> [Extract to read]:
The Arbitrator cannot sustain the position of the Union with respect to the application of the foregoing provision of the Code. The obvious pre-conditions to the operation of sub-section (c) are that the employer has requested that a medical certificate be provided, and that the employee has complied with that request, producing a medical certificate confirming the illness or injury which prevented the individual from being at work. None of those conditions obtained in the instant case.

I am satisfied that in the instant case the grievor failed in his duty to be at work for his tour of duty on December 6, 1994. If he had concerns about his supervisor’s actions with respect to his access to the fax machine, his obligation was to follow the well accepted principle of "work now – grieve later". Unfortunately, the grievor it took upon himself to respond to what he perceived as irritating pettiness on the part of Mr. Trahan, to absent himself from the workplace, in the Arbitrator’s view without justification. In the circumstances there is no basis for a reduction of the fifteen demerits assessed.

The second two heads of discipline are relatively contemporaneous, arising in December of 1996 and January of 1997. Mr. Masse was assessed ten demerits for his absenteeism between January 3 and February 5, 1997. Upon a review of the material filed, the Arbitrator cannot sustain the position of the Company. Firstly, no comparable figures with respect to employee attendance were tabled, to enable this Office to assess whether the performance of the grievor was comparable to that of other employees within his classification and location over the period of time in question. More significantly, it does not appear disputed that in fact the grievor worked a total of twenty-six tours of duty during the month of January. While it is true that he did book unavailable on several occasions, it is less than clear to the Arbitrator that he can be disciplined for failing to have worked for the Company seven days out of each week, as it appears the employer would have wished. The Arbitrator therefore directs that the ten demerits assessed against the grievor for his absenteeism between January 3 and February 5, 1997 be struck from his record.

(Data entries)

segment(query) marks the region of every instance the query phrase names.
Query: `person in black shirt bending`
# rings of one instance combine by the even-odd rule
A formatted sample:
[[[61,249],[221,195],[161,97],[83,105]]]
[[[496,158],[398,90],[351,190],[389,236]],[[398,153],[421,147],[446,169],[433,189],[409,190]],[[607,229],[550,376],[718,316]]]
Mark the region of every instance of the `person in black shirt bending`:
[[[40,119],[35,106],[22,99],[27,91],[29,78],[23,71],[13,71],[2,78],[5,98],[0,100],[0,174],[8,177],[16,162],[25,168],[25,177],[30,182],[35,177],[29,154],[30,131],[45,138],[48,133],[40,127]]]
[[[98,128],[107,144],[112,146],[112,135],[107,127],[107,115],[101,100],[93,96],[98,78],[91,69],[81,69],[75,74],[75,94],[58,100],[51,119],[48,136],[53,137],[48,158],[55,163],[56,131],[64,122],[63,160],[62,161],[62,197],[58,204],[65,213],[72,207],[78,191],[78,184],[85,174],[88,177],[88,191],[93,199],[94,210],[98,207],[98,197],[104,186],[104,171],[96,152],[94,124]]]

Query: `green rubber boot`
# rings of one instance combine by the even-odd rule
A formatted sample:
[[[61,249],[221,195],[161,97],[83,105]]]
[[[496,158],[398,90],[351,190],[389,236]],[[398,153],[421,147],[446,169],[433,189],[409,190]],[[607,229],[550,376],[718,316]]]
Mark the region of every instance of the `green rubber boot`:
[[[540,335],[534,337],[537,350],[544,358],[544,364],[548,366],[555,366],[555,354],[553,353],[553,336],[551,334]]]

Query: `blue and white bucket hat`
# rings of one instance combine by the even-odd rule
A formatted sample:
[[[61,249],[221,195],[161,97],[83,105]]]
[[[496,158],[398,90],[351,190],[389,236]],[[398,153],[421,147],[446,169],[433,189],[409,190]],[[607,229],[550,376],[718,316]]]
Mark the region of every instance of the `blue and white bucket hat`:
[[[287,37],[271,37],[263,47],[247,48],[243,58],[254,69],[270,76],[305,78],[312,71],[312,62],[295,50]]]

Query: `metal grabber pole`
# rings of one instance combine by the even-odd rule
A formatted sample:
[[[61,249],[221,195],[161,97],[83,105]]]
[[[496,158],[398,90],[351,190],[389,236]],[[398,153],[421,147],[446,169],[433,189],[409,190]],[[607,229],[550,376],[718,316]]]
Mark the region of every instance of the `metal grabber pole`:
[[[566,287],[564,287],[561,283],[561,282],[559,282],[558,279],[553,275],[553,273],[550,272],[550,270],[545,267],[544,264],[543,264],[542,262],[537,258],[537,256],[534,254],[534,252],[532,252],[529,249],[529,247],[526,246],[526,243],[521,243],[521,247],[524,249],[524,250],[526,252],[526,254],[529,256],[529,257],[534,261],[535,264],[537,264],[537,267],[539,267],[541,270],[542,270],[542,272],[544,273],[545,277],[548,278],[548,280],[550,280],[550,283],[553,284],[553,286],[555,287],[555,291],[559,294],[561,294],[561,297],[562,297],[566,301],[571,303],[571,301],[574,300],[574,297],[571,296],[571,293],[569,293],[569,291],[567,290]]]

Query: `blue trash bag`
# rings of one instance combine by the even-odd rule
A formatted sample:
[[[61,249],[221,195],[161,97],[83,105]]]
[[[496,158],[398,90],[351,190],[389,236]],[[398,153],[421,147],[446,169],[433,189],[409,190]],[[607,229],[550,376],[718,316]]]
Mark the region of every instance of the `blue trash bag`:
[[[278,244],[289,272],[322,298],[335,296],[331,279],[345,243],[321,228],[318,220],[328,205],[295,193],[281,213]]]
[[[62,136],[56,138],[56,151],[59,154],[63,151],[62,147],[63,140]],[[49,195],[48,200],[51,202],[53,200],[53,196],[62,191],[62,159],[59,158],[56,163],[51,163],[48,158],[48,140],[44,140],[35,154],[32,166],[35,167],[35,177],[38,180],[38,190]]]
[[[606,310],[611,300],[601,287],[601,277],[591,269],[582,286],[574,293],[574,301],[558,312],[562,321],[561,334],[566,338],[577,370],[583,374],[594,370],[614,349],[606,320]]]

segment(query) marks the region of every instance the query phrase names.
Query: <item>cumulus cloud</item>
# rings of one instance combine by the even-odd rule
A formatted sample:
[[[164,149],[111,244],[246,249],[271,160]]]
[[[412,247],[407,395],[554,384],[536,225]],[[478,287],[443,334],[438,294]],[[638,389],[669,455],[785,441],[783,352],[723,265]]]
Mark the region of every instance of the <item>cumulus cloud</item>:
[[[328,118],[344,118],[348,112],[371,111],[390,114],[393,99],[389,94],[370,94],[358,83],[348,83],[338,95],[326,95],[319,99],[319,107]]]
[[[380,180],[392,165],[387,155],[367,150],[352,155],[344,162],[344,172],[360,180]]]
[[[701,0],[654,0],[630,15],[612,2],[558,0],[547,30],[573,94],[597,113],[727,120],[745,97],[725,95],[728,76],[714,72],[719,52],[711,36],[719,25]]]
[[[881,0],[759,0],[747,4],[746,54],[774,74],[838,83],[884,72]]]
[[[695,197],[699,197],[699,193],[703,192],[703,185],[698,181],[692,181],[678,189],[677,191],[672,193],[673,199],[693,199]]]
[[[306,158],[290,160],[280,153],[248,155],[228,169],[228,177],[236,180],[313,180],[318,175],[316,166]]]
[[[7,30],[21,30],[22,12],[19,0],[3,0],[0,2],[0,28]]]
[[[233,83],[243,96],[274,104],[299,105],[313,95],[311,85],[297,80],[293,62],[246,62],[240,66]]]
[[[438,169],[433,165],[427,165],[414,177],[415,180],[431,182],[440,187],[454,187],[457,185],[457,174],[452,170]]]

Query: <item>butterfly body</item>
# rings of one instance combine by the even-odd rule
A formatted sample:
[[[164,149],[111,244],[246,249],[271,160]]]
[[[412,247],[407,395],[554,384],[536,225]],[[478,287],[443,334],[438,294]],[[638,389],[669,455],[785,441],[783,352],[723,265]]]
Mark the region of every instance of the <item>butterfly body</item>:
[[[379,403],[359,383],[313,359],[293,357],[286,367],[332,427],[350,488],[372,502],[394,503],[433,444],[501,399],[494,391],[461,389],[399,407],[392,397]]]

> [Set of tasks]:
1) Answer these questions about the arbitration decision:
(a) On what date did the grievor fail to be at work for his tour of duty?
(b) How many demerits were assessed for that absence?
(c) How many tours of duty did the grievor work during January?
2) Render this sentence from the arbitration decision in French: "Mr. Masse was assessed ten demerits for his absenteeism between January 3 and February 5, 1997."
3) Extend the arbitration decision by writing what comes after its final sentence.

> [Per-task answers]:
1)
(a) December 6, 1994
(b) Fifteen
(c) Twenty-six

2) M. Masse s'est vu attribuer dix points de démérite pour son absentéisme entre le 3 janvier et le 5 février 1997.

3)
The final discipline to be considered concerns the assessment of twenty demerits for the grievor’s failure to test the coupling of a joint while making a yard movement at Outremont Yard on December 26, 1996. The Arbitrator is satisfied, on the evidence tendered, that Mr. Masse did fail to properly protect the point of his movement, by not first checking that all of the cars in a given cut were securely coupled. In the result, when he made a pushing motion against the cut in question, cars at the extremity of the cut, at a location out of his sight line, rolled free, ran through a switch and ultimately fouled the lead track at the yard, being subsequently discovered in that hazardous position by someone else. The grievor could have avoided the incident by initiating a forward movement to take up the slack and ensure that all of the cars of the cut being handled were securely coupled. His failure to do that, and to properly observe the point of the cut of cars with which he was involved were, as the Company alleges, in violation of operating rules.

The record discloses that the grievor has been involved in previous rules violations, including two in July 1995 and April 1996. Against that background, the Company had reason to treat this as a serious matter. However, given the length of the grievor’s service with the Company, I am satisfied that in the instant case a substitution of penalty is appropriate. The substitution of a lengthy suspension should, I believe, serve to communicate to Mr. Masse the importance of greater care on his part with respect to the observance of operating rules in the future.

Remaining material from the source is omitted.